┌─ PAGE EXTRACT

In [None]:
%pip install transformers
%pip install torch

In [5]:
# necessary imports
import pandas as pd
import numpy as np
from transformers import AutoTokenizer, AutoModelForSequenceClassification, Trainer

In [6]:
import torch

class ReviewDataset(torch.utils.data.Dataset):
    def __init__(self, encodings, labels):
        self.encodings = encodings
        self.labels = labels

    def __getitem__(self, idx):
        item = {key: torch.tensor(val[idx]) for key, val in self.encodings.items()}
        item['labels'] = torch.tensor(self.labels[idx])
        return item

    def __len__(self):
        return len(self.labels)

class SimpleDataset:
    def __init__(self, tokenized_texts):
        self.tokenized_texts = tokenized_texts
    
    def __len__(self):
        return len(self.tokenized_texts["input_ids"])
    
    def __getitem__(self, idx):
        return {k: v[idx] for k, v in self.tokenized_texts.items()}

In [7]:
# dataset that we'll be working with
df = pd.read_csv('sorted_data_sheet_1.csv').rename(columns={"Input": "text", "Sentiment": "label"})
df['label'] = df['label'].transform(lambda sentiment: 0 if sentiment == 'Positive' else 1)
train = df.iloc[:int(df.shape[0] * .80)] # train on 80% of data
test = df.iloc[int(df.shape[0]*.80):] # test on 20% of data
train_texts = list(train['text'])
test_texts = list(test['text'])
train_labels = list(train['label'])
test_labels = list(test['label'])

In [8]:
from sklearn.model_selection import train_test_split
train_texts, val_texts, train_labels, val_labels = train_test_split(train_texts, train_labels, test_size=.2)

└─
┌─ RAW DATA

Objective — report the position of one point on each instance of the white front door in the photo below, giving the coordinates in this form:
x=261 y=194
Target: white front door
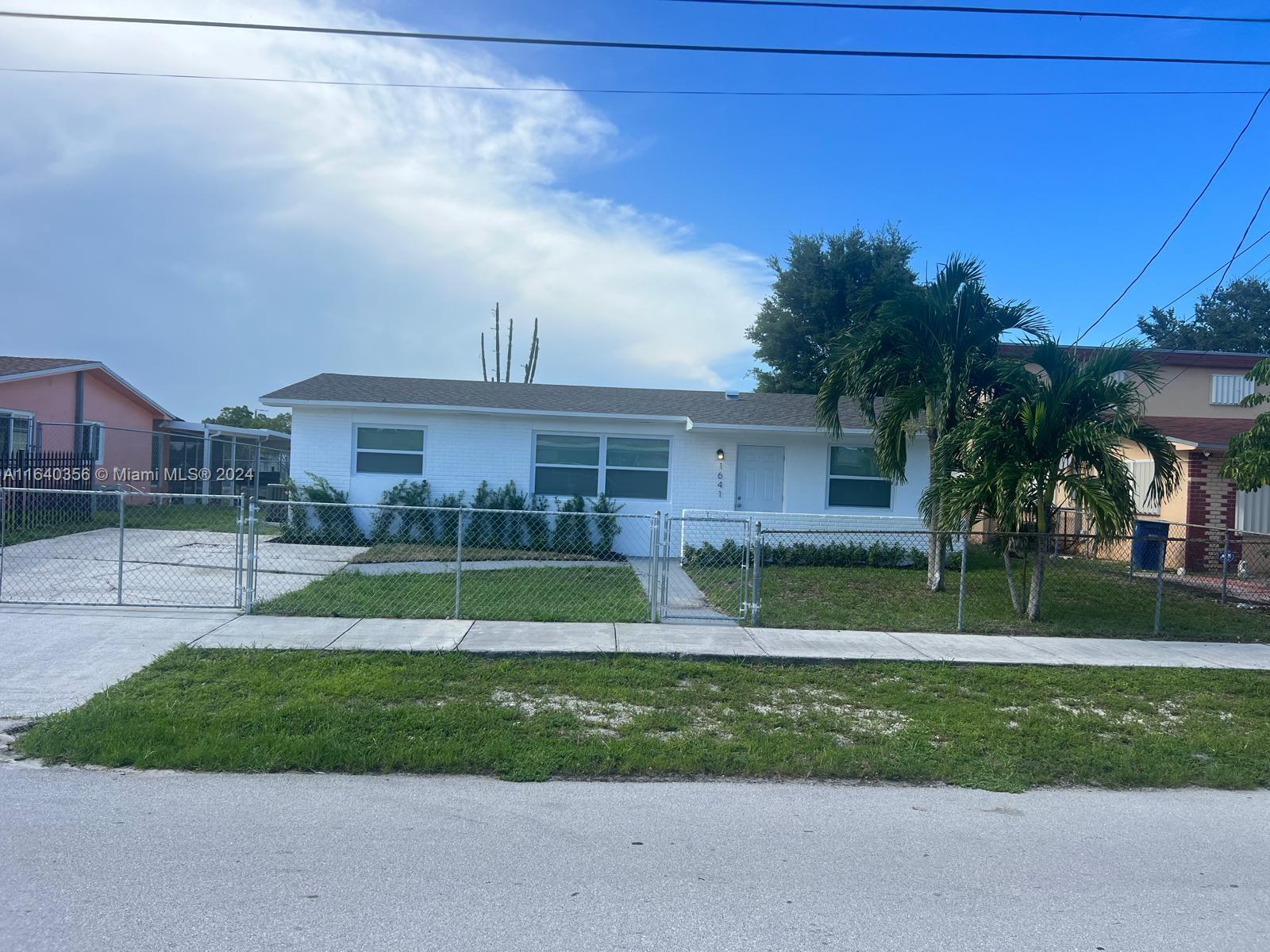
x=761 y=479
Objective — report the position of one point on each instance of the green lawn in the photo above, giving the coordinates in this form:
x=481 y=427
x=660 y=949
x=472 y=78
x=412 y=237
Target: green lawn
x=999 y=727
x=196 y=518
x=1081 y=598
x=564 y=594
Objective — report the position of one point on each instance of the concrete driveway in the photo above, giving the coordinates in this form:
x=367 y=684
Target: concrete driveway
x=160 y=568
x=54 y=658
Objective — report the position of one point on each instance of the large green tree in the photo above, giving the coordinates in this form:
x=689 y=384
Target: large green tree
x=251 y=419
x=925 y=359
x=1049 y=436
x=1248 y=459
x=823 y=286
x=1235 y=317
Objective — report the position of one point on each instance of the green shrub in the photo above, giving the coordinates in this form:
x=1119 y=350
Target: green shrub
x=572 y=535
x=448 y=520
x=607 y=526
x=336 y=522
x=876 y=555
x=537 y=524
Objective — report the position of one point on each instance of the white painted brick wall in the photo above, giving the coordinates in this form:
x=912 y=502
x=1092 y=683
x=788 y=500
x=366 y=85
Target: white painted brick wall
x=461 y=450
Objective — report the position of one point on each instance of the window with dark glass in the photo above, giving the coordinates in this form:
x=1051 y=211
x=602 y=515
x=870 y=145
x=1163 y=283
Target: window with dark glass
x=391 y=451
x=625 y=467
x=855 y=480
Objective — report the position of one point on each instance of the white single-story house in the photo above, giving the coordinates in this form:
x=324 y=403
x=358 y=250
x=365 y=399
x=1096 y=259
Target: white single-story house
x=666 y=451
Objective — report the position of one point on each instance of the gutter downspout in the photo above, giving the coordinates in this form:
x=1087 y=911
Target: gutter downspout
x=79 y=412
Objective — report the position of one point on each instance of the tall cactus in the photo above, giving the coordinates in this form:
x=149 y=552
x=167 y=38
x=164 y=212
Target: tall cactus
x=503 y=371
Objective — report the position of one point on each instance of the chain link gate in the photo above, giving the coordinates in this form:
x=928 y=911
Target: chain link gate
x=702 y=569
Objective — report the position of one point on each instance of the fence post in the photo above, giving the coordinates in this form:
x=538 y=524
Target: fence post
x=653 y=569
x=238 y=552
x=960 y=594
x=756 y=598
x=252 y=526
x=1226 y=562
x=459 y=564
x=4 y=520
x=118 y=588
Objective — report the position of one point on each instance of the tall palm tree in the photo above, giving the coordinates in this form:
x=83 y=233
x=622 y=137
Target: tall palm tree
x=924 y=359
x=1054 y=435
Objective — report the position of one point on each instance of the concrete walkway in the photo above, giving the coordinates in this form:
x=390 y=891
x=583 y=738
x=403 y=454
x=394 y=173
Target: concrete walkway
x=719 y=641
x=55 y=657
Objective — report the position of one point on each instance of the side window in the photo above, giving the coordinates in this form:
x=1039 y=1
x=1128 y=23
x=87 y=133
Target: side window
x=565 y=465
x=389 y=451
x=1230 y=389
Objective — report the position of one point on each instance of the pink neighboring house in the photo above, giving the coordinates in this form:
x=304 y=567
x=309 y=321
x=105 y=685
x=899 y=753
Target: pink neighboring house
x=59 y=404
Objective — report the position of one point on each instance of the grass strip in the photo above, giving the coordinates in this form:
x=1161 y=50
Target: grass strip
x=563 y=594
x=996 y=727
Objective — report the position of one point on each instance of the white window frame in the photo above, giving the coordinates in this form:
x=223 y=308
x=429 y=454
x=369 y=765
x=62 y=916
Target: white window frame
x=99 y=428
x=1147 y=470
x=602 y=466
x=8 y=416
x=422 y=454
x=831 y=478
x=1244 y=387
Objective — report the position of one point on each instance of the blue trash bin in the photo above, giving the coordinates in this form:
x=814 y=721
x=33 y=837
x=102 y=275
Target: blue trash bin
x=1149 y=543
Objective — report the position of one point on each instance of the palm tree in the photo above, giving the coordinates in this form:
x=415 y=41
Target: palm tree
x=924 y=359
x=1051 y=435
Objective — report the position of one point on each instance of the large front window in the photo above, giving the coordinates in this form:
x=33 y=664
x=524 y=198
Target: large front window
x=625 y=467
x=855 y=482
x=389 y=451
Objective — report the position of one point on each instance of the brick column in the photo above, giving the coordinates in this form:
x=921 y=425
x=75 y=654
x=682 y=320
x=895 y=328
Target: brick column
x=1210 y=505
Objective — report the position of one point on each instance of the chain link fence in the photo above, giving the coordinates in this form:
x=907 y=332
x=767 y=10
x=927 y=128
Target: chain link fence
x=124 y=549
x=537 y=564
x=452 y=562
x=1185 y=582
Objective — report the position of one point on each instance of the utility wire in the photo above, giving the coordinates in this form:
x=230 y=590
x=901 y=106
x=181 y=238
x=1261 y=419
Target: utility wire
x=1180 y=221
x=995 y=10
x=639 y=92
x=1165 y=308
x=1242 y=239
x=1260 y=262
x=626 y=44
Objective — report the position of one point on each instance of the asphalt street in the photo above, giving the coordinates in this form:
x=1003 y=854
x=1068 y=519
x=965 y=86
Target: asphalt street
x=112 y=860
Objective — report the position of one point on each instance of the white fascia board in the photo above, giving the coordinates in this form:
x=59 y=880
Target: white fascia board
x=772 y=428
x=502 y=410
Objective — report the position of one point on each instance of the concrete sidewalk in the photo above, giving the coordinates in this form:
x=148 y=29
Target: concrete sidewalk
x=722 y=641
x=56 y=657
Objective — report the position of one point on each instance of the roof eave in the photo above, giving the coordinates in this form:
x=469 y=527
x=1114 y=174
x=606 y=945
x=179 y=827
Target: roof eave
x=498 y=410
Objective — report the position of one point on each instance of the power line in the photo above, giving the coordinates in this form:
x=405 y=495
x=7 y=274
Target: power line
x=1180 y=221
x=1242 y=238
x=641 y=92
x=628 y=44
x=1248 y=248
x=996 y=10
x=1255 y=266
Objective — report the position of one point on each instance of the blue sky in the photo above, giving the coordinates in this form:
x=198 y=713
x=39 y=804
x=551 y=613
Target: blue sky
x=215 y=240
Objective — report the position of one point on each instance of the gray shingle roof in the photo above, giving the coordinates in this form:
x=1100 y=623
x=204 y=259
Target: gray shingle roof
x=702 y=406
x=32 y=365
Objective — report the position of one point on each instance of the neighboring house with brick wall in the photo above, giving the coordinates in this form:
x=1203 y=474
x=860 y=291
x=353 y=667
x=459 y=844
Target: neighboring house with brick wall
x=1198 y=408
x=651 y=450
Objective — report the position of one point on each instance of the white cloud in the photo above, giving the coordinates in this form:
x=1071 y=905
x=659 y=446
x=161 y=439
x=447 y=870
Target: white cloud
x=344 y=228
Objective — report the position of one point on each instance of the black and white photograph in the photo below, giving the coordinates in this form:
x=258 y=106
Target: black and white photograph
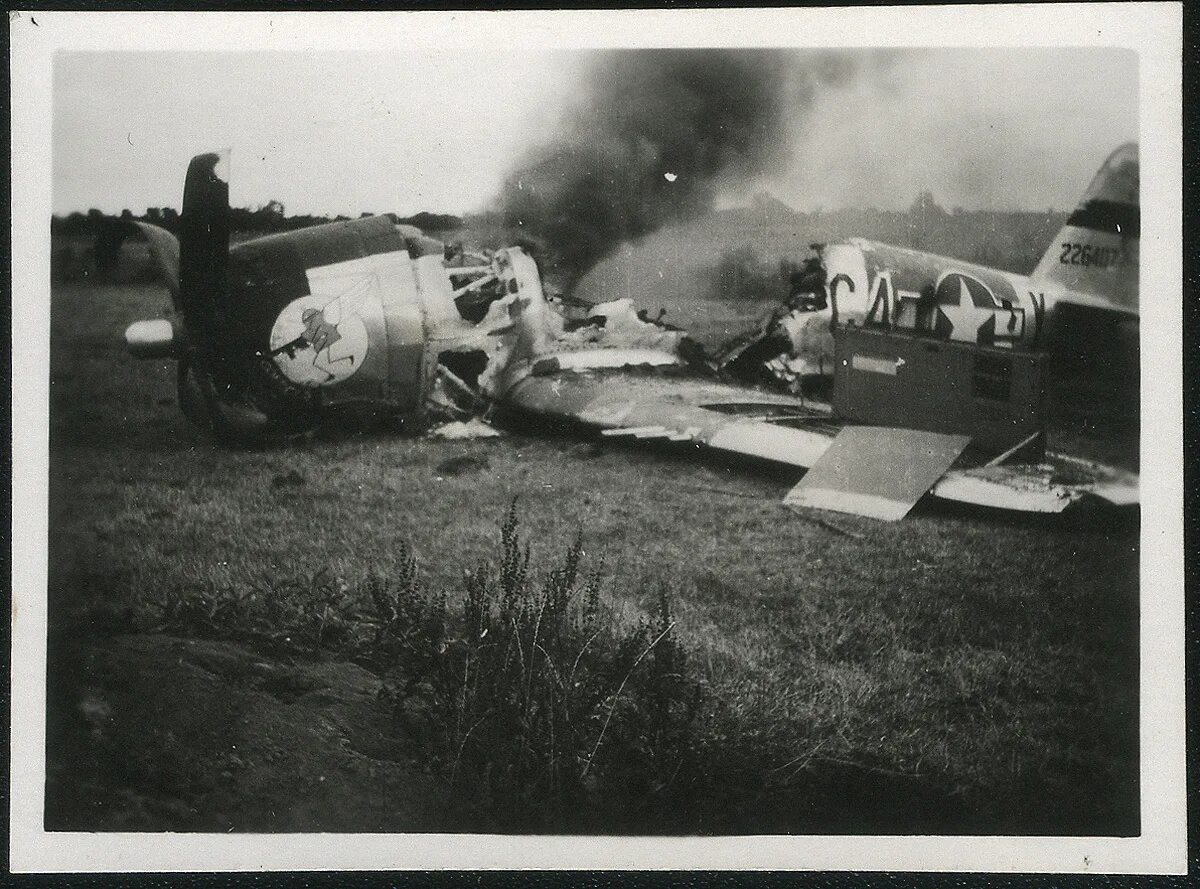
x=547 y=431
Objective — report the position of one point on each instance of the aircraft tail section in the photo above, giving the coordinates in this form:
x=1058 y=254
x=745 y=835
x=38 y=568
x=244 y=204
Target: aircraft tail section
x=1093 y=260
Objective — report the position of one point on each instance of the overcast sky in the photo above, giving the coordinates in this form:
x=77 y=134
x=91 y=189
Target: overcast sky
x=348 y=133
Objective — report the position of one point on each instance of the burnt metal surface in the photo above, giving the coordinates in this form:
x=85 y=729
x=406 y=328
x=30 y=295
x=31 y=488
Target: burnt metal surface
x=994 y=396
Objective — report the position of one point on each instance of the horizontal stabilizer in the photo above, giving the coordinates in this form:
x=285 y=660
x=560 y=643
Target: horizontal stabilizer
x=876 y=472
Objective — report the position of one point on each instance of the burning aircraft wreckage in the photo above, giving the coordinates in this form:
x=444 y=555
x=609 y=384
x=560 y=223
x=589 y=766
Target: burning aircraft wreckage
x=937 y=366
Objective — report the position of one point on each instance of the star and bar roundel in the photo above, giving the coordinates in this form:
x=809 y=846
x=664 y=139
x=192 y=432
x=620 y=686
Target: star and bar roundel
x=969 y=311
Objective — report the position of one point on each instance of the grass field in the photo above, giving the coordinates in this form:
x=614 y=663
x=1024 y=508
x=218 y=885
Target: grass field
x=957 y=672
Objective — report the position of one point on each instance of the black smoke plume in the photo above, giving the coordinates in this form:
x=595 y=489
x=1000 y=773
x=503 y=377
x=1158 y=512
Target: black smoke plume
x=653 y=138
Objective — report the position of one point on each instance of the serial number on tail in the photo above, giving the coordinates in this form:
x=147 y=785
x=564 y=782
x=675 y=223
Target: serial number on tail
x=1087 y=254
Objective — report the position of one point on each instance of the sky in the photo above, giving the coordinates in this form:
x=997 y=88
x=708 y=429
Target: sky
x=369 y=132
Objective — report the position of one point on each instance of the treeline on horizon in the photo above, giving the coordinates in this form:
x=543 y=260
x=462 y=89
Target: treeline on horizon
x=268 y=218
x=271 y=217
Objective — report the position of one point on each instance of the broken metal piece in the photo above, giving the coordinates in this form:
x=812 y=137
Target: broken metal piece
x=876 y=472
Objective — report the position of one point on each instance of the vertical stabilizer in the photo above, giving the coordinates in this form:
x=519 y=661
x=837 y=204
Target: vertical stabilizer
x=1095 y=256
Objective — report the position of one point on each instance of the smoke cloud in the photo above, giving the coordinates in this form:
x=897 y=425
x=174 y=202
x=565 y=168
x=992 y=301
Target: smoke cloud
x=654 y=137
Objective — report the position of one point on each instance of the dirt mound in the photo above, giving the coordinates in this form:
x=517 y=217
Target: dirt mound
x=165 y=733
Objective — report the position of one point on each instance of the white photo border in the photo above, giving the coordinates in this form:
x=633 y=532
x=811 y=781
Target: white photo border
x=1153 y=30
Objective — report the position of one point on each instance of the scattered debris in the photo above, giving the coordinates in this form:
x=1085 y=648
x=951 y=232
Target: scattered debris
x=463 y=430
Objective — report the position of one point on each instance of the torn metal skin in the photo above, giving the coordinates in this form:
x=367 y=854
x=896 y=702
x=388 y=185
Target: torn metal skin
x=370 y=318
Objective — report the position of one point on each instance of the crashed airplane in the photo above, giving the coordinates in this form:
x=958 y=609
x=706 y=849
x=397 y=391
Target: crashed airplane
x=937 y=367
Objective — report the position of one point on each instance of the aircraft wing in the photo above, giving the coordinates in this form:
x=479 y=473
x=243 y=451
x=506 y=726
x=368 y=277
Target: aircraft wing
x=665 y=404
x=642 y=404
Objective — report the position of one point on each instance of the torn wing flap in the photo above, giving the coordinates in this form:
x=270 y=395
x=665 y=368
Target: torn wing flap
x=876 y=472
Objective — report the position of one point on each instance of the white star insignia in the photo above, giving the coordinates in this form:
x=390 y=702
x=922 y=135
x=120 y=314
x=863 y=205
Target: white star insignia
x=965 y=316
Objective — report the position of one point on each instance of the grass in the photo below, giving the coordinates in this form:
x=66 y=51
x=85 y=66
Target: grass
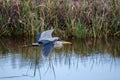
x=79 y=19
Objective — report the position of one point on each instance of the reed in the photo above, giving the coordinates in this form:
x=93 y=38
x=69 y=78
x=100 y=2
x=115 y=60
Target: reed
x=80 y=19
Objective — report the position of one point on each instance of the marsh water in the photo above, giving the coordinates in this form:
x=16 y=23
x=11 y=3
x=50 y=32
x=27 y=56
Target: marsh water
x=85 y=59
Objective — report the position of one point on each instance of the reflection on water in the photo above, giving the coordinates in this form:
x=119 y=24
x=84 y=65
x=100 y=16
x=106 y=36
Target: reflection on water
x=86 y=60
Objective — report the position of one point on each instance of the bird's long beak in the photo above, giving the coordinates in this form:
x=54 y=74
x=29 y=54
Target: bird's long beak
x=66 y=42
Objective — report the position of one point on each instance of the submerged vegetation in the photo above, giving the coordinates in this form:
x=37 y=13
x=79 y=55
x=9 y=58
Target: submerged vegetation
x=69 y=18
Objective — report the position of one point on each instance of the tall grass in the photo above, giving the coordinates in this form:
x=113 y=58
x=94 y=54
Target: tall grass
x=80 y=19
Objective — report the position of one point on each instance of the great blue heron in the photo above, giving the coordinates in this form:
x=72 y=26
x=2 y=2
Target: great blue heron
x=48 y=42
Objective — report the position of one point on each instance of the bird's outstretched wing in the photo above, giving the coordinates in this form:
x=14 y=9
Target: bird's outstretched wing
x=47 y=48
x=44 y=35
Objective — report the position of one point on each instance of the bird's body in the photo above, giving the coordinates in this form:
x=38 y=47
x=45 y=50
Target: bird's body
x=48 y=42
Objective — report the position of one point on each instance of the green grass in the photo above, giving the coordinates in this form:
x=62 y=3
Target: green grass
x=79 y=19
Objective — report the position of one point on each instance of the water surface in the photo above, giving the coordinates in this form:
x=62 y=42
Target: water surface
x=87 y=59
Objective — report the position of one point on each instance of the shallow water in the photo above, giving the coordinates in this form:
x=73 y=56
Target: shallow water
x=87 y=59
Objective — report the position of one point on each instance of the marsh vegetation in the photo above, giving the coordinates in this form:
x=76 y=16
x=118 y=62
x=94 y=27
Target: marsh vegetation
x=69 y=18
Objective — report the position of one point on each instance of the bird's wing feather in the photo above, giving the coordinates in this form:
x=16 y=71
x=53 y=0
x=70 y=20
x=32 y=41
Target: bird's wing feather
x=46 y=34
x=47 y=48
x=38 y=36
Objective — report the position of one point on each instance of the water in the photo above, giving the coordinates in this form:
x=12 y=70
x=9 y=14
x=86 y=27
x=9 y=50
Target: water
x=83 y=60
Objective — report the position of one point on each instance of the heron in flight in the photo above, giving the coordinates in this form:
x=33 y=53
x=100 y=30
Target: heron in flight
x=48 y=42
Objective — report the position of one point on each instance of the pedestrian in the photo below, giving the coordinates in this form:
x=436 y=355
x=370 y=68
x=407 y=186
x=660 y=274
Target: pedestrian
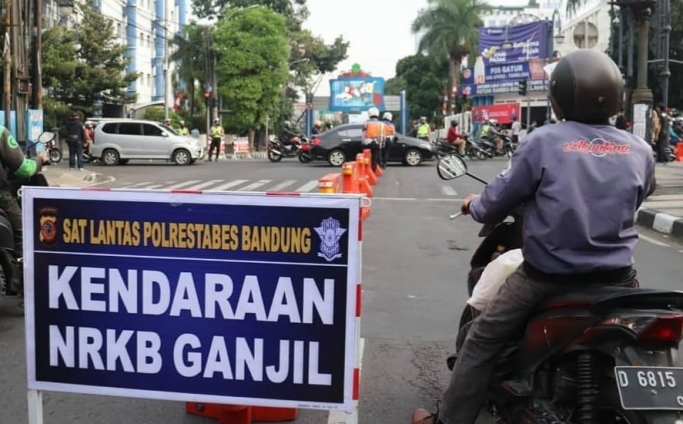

└─

WHAT IS ASKED:
- 1) Please repeat a passage of the sentiment notebook above the lines, beginning at the words "train_labels = list(train['label'])" and stopping after "train_test_split(train_texts, train_labels, test_size=.2)".
- 2) Decide whether each statement agrees with the sentiment notebook, answering yes or no and quoting the words that settle it. (a) The data is read from a file named sorted_data_sheet_1.csv. (b) Positive sentiment is given the label 1. (c) The test portion is 20% of the data.
- 3) Pick up the sentiment notebook after its final statement and carry on writing it.

ANSWERS TO THE PROBLEMS:
- 1)
train_labels = list(train['label'])
test_labels = list(test['label'])

In [8]:
from sklearn.model_selection import train_test_split
train_texts, val_texts, train_labels, val_labels = train_test_split(train_texts, train_labels, test_size=.2)

- 2)
(a) Yes: "df = pd.read_csv('sorted_data_sheet_1.csv')"
(b) No: "0 if sentiment == 'Positive' else 1"
(c) Yes: "# test on 20% of data"

- 3)
In [None]:
model_name = "siebert/sentiment-roberta-large-english"
tokenizer = AutoTokenizer.from_pretrained(model_name)
model = AutoModelForSequenceClassification.from_pretrained(model_name)

In [10]:
train_texts_encodings = tokenizer(train_texts, truncation=True, padding=True)
val_texts_encodings = tokenizer(val_texts, truncation=True, padding=True)
test_texts_encodings = tokenizer(test_texts, truncation=True, padding=True)

In [49]:
train_dataset = ReviewDataset(train_texts_encodings, train_labels)
val_dataset = ReviewDataset(val_texts_encodings, val_labels)
test_dataset = ReviewDataset(test_texts_encodings, test_labels)

In [12]:
from transformers import TrainingArguments, Trainer
training_args = TrainingArguments(output_dir="test_trainer", logging_dir="logs")



In [13]:
%pip install evaluate

Looking in indexes: https://pypi.org/simple, https://us-python.pkg.dev/colab-wheels/public/simple/
Collecting evaluate
  Downloading evaluate-0.4.0-py3-none-any.whl (81 kB)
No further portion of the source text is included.